To be done: Locate each line in the records below that contains the word "wave", and copy those lines out in full.

Input for this task:

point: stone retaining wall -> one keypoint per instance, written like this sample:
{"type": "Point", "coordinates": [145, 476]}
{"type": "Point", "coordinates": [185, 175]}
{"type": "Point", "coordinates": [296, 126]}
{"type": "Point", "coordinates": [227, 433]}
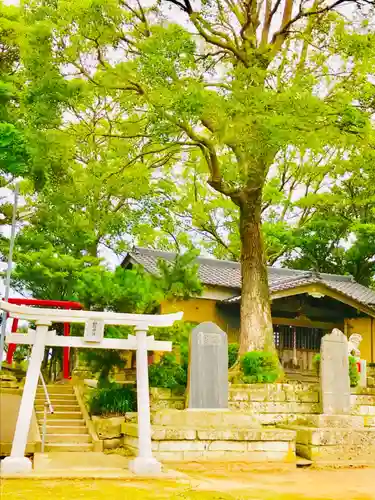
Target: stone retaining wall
{"type": "Point", "coordinates": [213, 435]}
{"type": "Point", "coordinates": [162, 399]}
{"type": "Point", "coordinates": [276, 403]}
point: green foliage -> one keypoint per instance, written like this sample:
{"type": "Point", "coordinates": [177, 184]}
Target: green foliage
{"type": "Point", "coordinates": [353, 369]}
{"type": "Point", "coordinates": [180, 278]}
{"type": "Point", "coordinates": [141, 127]}
{"type": "Point", "coordinates": [353, 372]}
{"type": "Point", "coordinates": [167, 374]}
{"type": "Point", "coordinates": [113, 400]}
{"type": "Point", "coordinates": [259, 367]}
{"type": "Point", "coordinates": [21, 353]}
{"type": "Point", "coordinates": [316, 362]}
{"type": "Point", "coordinates": [232, 354]}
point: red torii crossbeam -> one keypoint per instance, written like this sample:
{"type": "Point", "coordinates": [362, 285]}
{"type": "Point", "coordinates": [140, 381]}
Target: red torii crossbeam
{"type": "Point", "coordinates": [61, 304]}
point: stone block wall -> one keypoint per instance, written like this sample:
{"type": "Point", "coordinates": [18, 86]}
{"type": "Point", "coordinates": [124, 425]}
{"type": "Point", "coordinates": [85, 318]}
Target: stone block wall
{"type": "Point", "coordinates": [181, 443]}
{"type": "Point", "coordinates": [276, 403]}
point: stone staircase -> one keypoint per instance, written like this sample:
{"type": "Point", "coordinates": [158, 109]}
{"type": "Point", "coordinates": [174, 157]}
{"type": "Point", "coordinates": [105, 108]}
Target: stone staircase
{"type": "Point", "coordinates": [66, 428]}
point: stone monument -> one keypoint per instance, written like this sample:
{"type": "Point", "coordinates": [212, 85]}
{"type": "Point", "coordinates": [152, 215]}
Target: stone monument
{"type": "Point", "coordinates": [334, 374]}
{"type": "Point", "coordinates": [208, 368]}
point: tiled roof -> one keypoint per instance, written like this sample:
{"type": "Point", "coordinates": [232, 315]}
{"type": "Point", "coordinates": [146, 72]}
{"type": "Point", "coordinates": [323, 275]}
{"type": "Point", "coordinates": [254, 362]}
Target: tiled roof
{"type": "Point", "coordinates": [227, 274]}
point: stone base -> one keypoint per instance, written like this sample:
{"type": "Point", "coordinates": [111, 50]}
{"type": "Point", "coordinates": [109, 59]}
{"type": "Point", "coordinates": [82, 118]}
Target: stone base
{"type": "Point", "coordinates": [16, 465]}
{"type": "Point", "coordinates": [335, 438]}
{"type": "Point", "coordinates": [145, 466]}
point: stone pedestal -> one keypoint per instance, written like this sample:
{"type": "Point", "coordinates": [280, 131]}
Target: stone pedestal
{"type": "Point", "coordinates": [16, 465]}
{"type": "Point", "coordinates": [335, 438]}
{"type": "Point", "coordinates": [145, 466]}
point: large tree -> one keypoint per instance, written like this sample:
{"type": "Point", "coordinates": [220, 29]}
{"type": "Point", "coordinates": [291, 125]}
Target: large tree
{"type": "Point", "coordinates": [246, 85]}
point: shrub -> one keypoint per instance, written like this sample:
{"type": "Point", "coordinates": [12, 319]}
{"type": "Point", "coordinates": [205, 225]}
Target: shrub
{"type": "Point", "coordinates": [114, 400]}
{"type": "Point", "coordinates": [232, 354]}
{"type": "Point", "coordinates": [259, 367]}
{"type": "Point", "coordinates": [353, 369]}
{"type": "Point", "coordinates": [167, 374]}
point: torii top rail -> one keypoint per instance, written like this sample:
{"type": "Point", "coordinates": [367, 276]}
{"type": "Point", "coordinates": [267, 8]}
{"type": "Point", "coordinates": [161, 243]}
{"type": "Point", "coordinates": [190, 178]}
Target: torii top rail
{"type": "Point", "coordinates": [62, 304]}
{"type": "Point", "coordinates": [93, 337]}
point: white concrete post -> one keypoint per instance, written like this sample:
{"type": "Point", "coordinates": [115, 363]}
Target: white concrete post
{"type": "Point", "coordinates": [17, 462]}
{"type": "Point", "coordinates": [144, 463]}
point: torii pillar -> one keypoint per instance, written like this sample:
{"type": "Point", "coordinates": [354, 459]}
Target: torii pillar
{"type": "Point", "coordinates": [144, 463]}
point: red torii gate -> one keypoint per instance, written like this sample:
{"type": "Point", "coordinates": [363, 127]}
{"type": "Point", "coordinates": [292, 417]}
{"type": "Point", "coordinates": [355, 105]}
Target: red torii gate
{"type": "Point", "coordinates": [62, 304]}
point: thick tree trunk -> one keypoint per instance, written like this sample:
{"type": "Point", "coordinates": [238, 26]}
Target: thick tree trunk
{"type": "Point", "coordinates": [256, 320]}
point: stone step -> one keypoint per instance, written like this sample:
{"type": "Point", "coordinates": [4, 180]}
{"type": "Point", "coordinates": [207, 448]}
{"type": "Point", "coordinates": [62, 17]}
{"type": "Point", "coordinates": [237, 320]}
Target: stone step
{"type": "Point", "coordinates": [65, 429]}
{"type": "Point", "coordinates": [362, 399]}
{"type": "Point", "coordinates": [74, 447]}
{"type": "Point", "coordinates": [60, 415]}
{"type": "Point", "coordinates": [369, 421]}
{"type": "Point", "coordinates": [68, 438]}
{"type": "Point", "coordinates": [59, 407]}
{"type": "Point", "coordinates": [57, 389]}
{"type": "Point", "coordinates": [72, 422]}
{"type": "Point", "coordinates": [363, 410]}
{"type": "Point", "coordinates": [59, 398]}
{"type": "Point", "coordinates": [208, 418]}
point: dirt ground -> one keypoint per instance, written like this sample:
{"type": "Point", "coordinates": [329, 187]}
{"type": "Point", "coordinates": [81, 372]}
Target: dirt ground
{"type": "Point", "coordinates": [216, 482]}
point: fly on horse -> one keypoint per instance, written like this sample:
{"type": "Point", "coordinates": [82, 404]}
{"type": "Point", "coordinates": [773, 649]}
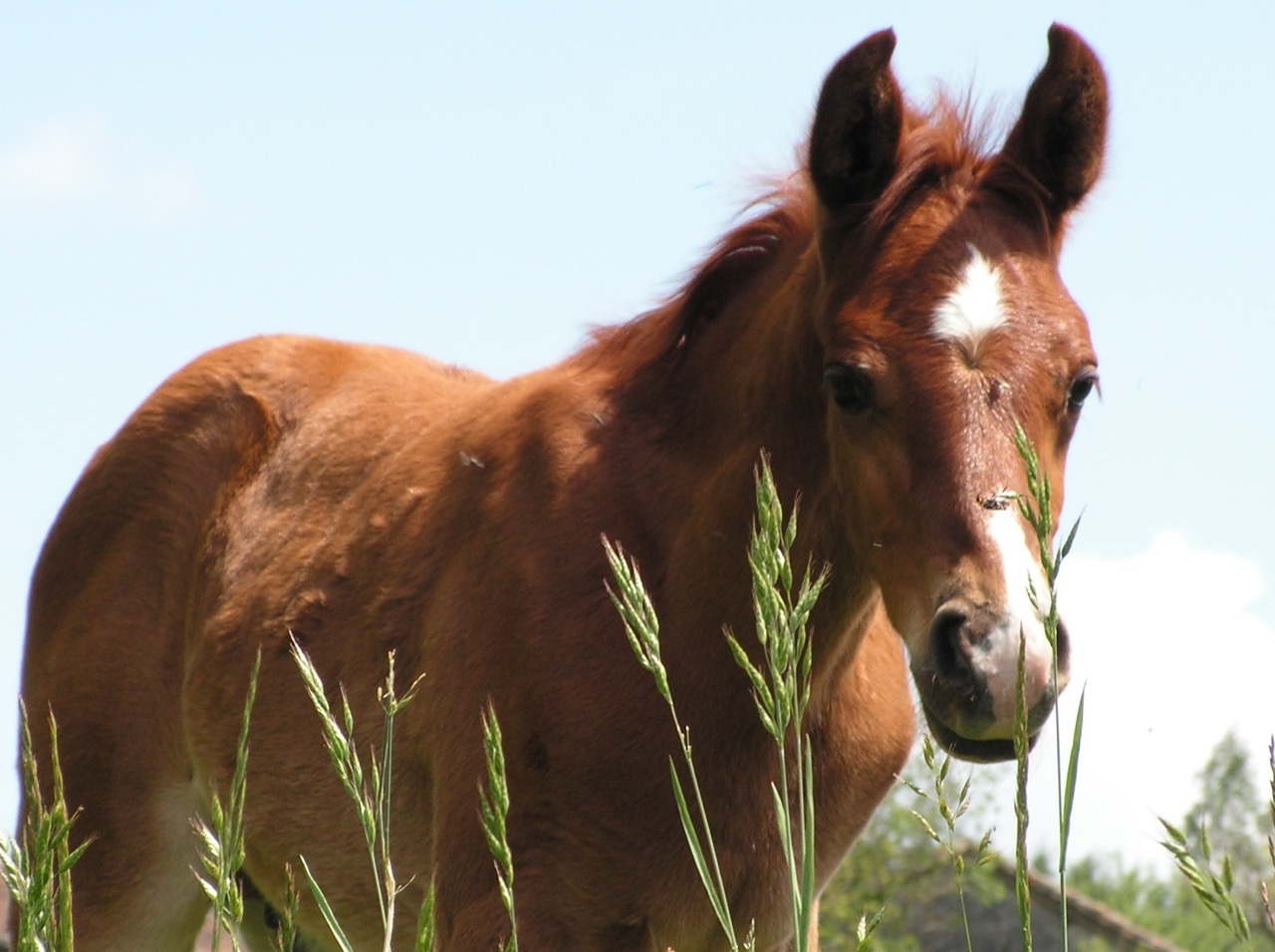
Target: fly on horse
{"type": "Point", "coordinates": [879, 327]}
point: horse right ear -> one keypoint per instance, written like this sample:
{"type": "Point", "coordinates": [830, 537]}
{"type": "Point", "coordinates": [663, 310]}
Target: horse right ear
{"type": "Point", "coordinates": [855, 140]}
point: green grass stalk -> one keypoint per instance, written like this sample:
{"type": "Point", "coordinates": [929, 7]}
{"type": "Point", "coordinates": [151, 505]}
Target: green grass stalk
{"type": "Point", "coordinates": [494, 810]}
{"type": "Point", "coordinates": [369, 792]}
{"type": "Point", "coordinates": [36, 864]}
{"type": "Point", "coordinates": [1037, 509]}
{"type": "Point", "coordinates": [781, 688]}
{"type": "Point", "coordinates": [221, 842]}
{"type": "Point", "coordinates": [641, 626]}
{"type": "Point", "coordinates": [950, 815]}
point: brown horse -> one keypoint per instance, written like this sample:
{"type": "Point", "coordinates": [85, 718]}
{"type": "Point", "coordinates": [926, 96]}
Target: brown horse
{"type": "Point", "coordinates": [878, 328]}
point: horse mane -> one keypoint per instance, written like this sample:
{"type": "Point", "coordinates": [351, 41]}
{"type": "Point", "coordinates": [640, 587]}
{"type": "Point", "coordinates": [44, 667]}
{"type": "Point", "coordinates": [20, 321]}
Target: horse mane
{"type": "Point", "coordinates": [945, 146]}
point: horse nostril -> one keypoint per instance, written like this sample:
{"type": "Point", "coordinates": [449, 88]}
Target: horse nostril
{"type": "Point", "coordinates": [948, 643]}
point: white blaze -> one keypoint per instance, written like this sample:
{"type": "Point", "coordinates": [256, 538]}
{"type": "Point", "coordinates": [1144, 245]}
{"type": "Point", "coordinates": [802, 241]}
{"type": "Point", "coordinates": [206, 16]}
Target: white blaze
{"type": "Point", "coordinates": [973, 309]}
{"type": "Point", "coordinates": [1021, 573]}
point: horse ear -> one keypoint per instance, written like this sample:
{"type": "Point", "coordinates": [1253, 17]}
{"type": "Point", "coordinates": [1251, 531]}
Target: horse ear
{"type": "Point", "coordinates": [855, 140]}
{"type": "Point", "coordinates": [1061, 135]}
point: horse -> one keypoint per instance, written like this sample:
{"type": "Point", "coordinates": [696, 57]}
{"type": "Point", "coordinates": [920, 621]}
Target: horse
{"type": "Point", "coordinates": [880, 324]}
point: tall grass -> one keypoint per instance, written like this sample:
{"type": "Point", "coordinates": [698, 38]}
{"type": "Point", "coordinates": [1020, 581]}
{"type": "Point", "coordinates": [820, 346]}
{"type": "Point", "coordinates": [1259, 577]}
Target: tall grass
{"type": "Point", "coordinates": [781, 690]}
{"type": "Point", "coordinates": [36, 864]}
{"type": "Point", "coordinates": [369, 792]}
{"type": "Point", "coordinates": [221, 840]}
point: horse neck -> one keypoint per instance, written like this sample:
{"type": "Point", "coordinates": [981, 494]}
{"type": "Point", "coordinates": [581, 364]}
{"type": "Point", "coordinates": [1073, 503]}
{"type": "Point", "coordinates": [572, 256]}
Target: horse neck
{"type": "Point", "coordinates": [757, 394]}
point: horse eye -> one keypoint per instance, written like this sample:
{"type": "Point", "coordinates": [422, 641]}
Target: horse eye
{"type": "Point", "coordinates": [1080, 388]}
{"type": "Point", "coordinates": [851, 386]}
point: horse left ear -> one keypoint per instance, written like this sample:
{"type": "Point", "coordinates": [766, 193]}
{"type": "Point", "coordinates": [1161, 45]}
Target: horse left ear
{"type": "Point", "coordinates": [855, 140]}
{"type": "Point", "coordinates": [1061, 135]}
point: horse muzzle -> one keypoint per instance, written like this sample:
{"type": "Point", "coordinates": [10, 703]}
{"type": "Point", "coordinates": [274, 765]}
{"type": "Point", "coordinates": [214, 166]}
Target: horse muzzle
{"type": "Point", "coordinates": [968, 677]}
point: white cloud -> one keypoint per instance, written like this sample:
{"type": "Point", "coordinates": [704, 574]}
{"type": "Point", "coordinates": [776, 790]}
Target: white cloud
{"type": "Point", "coordinates": [1170, 656]}
{"type": "Point", "coordinates": [68, 162]}
{"type": "Point", "coordinates": [59, 160]}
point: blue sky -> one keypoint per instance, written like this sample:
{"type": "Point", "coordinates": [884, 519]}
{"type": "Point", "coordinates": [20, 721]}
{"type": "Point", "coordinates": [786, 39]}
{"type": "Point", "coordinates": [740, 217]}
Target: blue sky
{"type": "Point", "coordinates": [483, 182]}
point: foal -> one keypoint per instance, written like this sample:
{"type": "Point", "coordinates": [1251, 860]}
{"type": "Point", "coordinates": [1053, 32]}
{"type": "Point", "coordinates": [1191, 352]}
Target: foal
{"type": "Point", "coordinates": [879, 329]}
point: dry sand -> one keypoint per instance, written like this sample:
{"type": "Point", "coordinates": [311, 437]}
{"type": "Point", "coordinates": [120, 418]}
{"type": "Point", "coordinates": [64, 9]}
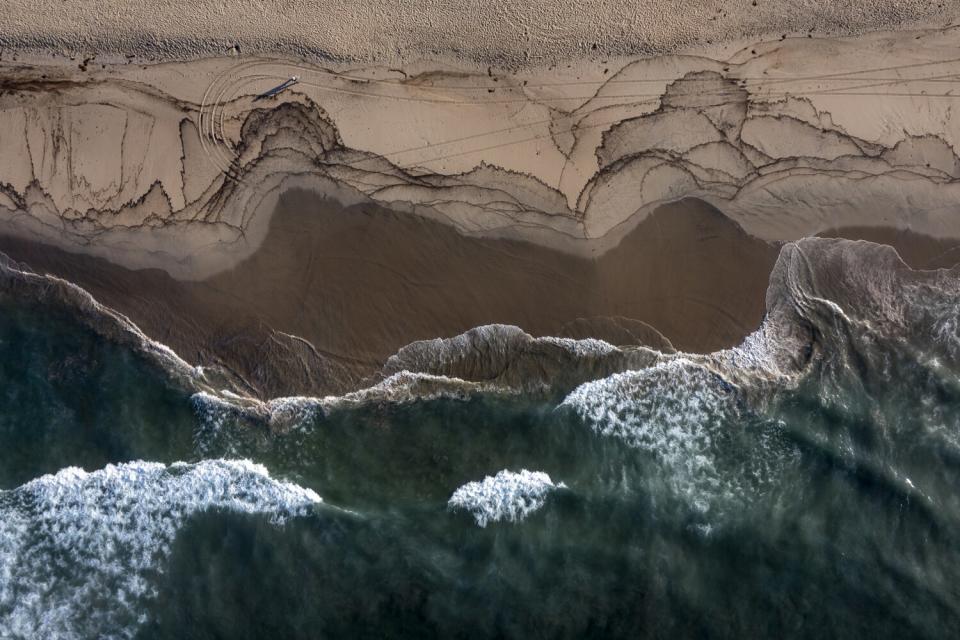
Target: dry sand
{"type": "Point", "coordinates": [357, 284]}
{"type": "Point", "coordinates": [300, 241]}
{"type": "Point", "coordinates": [508, 32]}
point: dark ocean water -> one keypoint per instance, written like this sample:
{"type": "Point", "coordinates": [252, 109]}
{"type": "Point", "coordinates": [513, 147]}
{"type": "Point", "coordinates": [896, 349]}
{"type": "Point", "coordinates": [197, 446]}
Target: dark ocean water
{"type": "Point", "coordinates": [658, 503]}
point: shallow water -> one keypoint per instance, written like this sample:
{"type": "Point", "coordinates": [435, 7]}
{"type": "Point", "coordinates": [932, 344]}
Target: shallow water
{"type": "Point", "coordinates": [657, 503]}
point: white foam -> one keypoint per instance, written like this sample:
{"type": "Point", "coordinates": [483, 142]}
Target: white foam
{"type": "Point", "coordinates": [505, 496]}
{"type": "Point", "coordinates": [670, 410]}
{"type": "Point", "coordinates": [77, 549]}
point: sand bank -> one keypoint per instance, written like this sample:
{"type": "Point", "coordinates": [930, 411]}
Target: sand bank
{"type": "Point", "coordinates": [179, 167]}
{"type": "Point", "coordinates": [510, 32]}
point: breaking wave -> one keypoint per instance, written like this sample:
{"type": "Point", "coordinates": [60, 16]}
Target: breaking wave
{"type": "Point", "coordinates": [506, 496]}
{"type": "Point", "coordinates": [78, 549]}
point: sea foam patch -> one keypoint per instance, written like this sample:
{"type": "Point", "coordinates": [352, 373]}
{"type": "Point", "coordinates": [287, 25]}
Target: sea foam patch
{"type": "Point", "coordinates": [506, 496]}
{"type": "Point", "coordinates": [78, 549]}
{"type": "Point", "coordinates": [678, 412]}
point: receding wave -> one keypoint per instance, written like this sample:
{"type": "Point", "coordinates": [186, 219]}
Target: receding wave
{"type": "Point", "coordinates": [78, 550]}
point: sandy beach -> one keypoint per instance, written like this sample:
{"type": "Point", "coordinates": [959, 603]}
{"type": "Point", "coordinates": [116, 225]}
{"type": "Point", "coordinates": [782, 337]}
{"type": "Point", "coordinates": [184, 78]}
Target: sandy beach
{"type": "Point", "coordinates": [300, 240]}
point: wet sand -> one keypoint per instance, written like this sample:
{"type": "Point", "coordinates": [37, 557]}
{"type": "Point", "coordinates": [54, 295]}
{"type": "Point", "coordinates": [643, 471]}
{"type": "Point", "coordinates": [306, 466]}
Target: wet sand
{"type": "Point", "coordinates": [334, 291]}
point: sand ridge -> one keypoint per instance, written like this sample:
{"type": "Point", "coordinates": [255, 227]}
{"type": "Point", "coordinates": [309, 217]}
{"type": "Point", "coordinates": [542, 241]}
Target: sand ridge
{"type": "Point", "coordinates": [513, 33]}
{"type": "Point", "coordinates": [179, 166]}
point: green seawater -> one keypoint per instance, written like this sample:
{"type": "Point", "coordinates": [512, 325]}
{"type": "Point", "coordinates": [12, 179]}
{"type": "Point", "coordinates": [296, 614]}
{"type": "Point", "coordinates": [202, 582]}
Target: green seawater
{"type": "Point", "coordinates": [829, 510]}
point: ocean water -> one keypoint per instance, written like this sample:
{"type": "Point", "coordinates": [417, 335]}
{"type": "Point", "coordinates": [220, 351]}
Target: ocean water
{"type": "Point", "coordinates": [666, 502]}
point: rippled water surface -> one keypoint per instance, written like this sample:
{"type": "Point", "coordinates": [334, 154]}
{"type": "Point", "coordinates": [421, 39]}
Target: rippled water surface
{"type": "Point", "coordinates": [654, 503]}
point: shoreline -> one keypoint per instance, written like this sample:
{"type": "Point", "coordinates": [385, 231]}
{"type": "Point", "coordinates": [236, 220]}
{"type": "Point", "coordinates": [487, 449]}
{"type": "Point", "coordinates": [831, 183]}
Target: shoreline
{"type": "Point", "coordinates": [333, 292]}
{"type": "Point", "coordinates": [173, 165]}
{"type": "Point", "coordinates": [512, 35]}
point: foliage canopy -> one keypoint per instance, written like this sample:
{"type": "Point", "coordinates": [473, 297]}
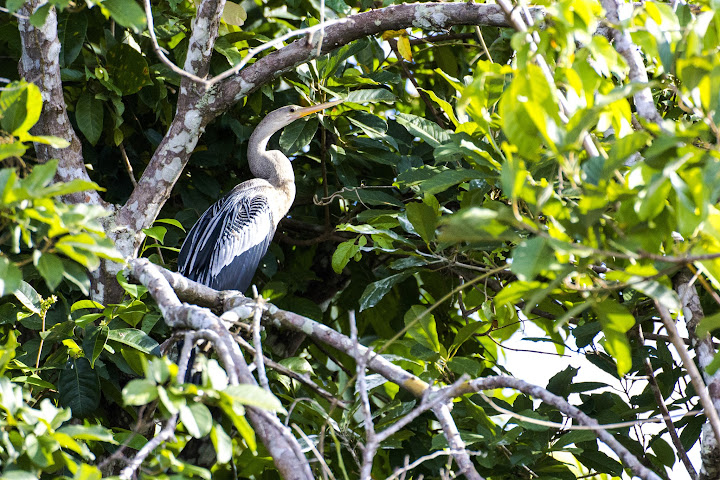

Task solution:
point: breaking wave -> one keypoint per instance, written like this sample:
Target: breaking wave
point: receding wave -> one keypoint per instance, written like this sample:
Target: receding wave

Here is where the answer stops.